### Study material:

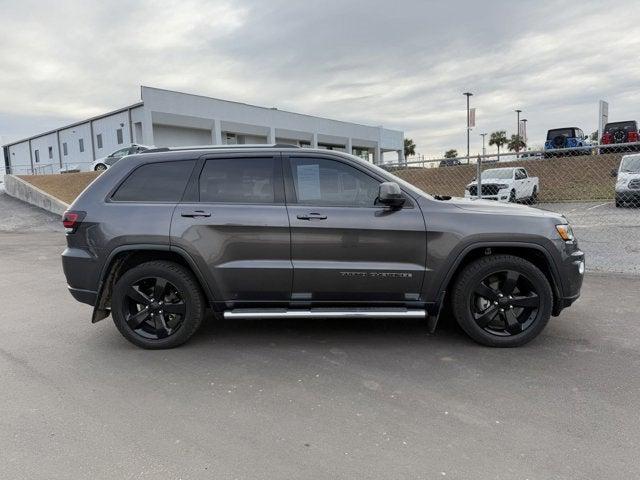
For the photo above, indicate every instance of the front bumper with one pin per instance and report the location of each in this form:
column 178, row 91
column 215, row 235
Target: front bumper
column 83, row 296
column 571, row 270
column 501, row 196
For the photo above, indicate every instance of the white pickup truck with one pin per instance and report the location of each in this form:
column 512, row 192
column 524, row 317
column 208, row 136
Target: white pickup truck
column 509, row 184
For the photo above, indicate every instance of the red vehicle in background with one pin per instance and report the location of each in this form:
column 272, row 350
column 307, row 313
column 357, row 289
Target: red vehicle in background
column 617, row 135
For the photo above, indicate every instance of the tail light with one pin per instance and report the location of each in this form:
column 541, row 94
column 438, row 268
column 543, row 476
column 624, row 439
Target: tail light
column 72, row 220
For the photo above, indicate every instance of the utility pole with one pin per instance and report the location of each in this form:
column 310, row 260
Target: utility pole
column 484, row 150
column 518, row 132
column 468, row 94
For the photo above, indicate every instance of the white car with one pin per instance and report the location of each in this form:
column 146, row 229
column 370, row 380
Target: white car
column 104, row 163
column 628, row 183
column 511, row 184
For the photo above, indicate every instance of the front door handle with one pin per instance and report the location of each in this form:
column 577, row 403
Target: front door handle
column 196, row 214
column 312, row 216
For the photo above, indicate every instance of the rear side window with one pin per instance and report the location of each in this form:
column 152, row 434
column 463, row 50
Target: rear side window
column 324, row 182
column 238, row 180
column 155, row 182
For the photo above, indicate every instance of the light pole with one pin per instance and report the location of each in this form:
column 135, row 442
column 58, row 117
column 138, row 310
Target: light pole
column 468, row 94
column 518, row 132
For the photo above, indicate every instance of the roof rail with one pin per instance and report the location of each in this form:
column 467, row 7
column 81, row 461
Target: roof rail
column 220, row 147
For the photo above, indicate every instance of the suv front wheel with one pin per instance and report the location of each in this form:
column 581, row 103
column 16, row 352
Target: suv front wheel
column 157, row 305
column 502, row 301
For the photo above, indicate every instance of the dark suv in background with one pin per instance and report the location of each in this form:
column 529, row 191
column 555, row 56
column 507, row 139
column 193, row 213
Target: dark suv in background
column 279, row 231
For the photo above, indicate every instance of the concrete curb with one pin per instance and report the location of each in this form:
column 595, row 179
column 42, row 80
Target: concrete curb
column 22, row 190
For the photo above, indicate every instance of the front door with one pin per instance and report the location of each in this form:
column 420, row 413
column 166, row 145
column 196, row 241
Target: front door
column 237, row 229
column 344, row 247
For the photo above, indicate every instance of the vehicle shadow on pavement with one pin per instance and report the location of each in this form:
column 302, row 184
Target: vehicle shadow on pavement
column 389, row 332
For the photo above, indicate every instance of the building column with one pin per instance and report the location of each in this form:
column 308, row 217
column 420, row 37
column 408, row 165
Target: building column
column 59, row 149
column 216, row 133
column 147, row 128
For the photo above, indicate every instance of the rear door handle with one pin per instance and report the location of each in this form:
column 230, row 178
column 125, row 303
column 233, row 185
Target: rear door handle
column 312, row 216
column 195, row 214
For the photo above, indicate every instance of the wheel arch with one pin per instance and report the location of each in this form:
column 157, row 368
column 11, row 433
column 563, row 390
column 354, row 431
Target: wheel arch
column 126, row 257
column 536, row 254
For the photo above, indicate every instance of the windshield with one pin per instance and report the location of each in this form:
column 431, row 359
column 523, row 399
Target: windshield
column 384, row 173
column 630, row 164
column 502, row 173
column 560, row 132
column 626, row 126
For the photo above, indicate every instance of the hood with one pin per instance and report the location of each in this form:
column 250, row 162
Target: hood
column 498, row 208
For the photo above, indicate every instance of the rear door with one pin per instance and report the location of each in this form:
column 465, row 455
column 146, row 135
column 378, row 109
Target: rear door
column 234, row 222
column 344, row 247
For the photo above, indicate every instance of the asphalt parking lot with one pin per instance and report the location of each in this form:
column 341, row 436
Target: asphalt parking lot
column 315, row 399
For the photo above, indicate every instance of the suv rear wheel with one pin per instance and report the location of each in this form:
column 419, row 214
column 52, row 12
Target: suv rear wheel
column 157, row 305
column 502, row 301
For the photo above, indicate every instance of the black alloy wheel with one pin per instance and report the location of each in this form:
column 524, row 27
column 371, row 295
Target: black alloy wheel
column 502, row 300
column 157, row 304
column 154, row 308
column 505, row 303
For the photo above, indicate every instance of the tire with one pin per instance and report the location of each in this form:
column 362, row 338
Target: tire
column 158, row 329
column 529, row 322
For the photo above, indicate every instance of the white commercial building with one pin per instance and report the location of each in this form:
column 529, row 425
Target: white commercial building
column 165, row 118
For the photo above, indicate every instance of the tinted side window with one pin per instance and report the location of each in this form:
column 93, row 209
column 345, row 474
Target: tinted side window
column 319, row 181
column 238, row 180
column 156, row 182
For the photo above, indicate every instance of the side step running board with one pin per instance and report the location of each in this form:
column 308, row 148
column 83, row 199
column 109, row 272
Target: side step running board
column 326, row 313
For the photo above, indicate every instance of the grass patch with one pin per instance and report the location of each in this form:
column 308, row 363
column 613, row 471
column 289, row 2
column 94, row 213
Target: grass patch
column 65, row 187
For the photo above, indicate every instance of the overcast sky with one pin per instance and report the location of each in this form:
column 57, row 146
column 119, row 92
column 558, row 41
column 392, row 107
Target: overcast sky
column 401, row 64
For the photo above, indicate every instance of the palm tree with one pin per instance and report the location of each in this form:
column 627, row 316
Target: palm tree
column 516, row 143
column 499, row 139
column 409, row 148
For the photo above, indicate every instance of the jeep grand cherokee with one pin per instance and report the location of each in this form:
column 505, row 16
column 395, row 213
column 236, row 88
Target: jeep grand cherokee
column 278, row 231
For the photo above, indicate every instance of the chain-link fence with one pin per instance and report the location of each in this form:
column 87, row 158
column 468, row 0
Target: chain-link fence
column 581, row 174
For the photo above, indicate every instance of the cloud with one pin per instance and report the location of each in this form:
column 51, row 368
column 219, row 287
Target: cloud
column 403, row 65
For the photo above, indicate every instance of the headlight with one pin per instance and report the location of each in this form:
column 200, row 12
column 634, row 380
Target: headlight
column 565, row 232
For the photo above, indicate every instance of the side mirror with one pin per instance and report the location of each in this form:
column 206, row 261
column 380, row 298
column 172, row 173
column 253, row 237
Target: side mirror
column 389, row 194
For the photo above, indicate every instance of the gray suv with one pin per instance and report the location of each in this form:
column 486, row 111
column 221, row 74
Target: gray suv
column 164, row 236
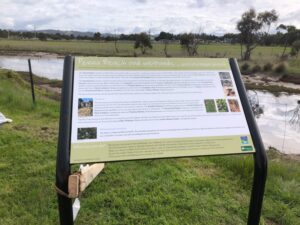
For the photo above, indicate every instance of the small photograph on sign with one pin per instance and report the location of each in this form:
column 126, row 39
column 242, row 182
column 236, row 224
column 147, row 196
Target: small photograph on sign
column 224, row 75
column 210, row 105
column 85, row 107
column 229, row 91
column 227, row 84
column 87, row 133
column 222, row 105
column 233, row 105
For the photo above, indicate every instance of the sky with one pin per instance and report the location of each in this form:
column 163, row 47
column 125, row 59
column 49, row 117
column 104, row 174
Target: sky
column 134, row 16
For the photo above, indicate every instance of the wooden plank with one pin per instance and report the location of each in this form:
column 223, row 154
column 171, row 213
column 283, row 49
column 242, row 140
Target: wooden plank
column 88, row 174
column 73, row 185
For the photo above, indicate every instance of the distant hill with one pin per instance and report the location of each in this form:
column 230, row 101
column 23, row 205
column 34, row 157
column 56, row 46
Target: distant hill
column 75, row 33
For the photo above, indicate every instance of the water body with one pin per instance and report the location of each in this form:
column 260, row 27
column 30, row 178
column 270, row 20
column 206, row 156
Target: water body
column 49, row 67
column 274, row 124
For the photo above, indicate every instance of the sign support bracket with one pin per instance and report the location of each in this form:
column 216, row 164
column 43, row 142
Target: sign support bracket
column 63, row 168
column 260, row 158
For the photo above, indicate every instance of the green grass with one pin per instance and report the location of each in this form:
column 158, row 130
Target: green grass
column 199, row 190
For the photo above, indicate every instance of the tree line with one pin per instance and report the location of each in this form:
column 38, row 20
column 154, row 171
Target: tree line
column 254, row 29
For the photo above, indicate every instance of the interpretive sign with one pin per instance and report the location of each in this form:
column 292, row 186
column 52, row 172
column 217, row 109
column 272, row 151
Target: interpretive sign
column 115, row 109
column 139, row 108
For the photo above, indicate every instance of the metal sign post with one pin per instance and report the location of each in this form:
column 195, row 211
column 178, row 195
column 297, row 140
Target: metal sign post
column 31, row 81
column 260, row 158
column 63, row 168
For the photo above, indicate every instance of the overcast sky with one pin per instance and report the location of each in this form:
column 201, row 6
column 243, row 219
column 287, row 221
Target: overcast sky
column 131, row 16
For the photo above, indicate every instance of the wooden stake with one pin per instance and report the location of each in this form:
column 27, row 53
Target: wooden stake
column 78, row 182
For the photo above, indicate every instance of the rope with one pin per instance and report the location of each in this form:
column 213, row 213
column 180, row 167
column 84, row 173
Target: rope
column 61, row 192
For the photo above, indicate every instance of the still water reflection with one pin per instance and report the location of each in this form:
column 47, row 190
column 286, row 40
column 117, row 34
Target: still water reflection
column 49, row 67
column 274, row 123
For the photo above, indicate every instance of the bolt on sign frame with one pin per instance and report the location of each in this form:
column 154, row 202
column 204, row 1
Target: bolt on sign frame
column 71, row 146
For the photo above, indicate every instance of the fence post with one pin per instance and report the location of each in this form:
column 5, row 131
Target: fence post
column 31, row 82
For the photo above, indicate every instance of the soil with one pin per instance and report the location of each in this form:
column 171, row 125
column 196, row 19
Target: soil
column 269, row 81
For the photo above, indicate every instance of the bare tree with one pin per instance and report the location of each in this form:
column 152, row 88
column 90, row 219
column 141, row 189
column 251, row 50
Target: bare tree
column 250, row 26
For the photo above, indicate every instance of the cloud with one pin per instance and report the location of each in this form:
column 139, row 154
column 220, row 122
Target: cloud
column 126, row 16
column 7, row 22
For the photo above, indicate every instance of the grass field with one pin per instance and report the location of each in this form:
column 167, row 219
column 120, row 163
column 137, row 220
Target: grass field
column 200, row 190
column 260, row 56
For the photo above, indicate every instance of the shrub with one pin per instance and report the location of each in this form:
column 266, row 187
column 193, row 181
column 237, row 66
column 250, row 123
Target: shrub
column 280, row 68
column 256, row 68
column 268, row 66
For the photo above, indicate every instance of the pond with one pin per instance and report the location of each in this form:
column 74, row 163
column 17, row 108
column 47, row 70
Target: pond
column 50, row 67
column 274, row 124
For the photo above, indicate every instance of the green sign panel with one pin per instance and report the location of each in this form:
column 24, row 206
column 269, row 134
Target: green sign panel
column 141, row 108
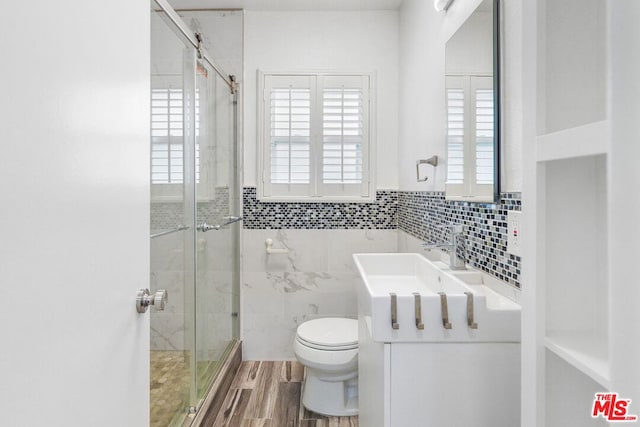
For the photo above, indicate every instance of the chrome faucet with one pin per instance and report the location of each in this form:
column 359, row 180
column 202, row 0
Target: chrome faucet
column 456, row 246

### Goal of the exercise:
What is needed is a verbatim copy of every line in the records above from the one containing "column 109, row 272" down to the one containing "column 627, row 316", both included, and nothing more.

### Your solution:
column 109, row 272
Target: side step running board
column 326, row 313
For the photo above, indicate every instance of the grass patch with one pin per instance and report the location of each in this form:
column 308, row 363
column 613, row 471
column 289, row 2
column 94, row 213
Target: grass patch
column 65, row 187
For the photo above, indicate every instance of the overcast sky with one pin per instance and report the location of each in this form:
column 57, row 146
column 119, row 92
column 558, row 41
column 392, row 107
Target: overcast sky
column 401, row 64
For the photo above, indicate every instance of the palm tree with one pin per instance and report the location of each in this form:
column 627, row 316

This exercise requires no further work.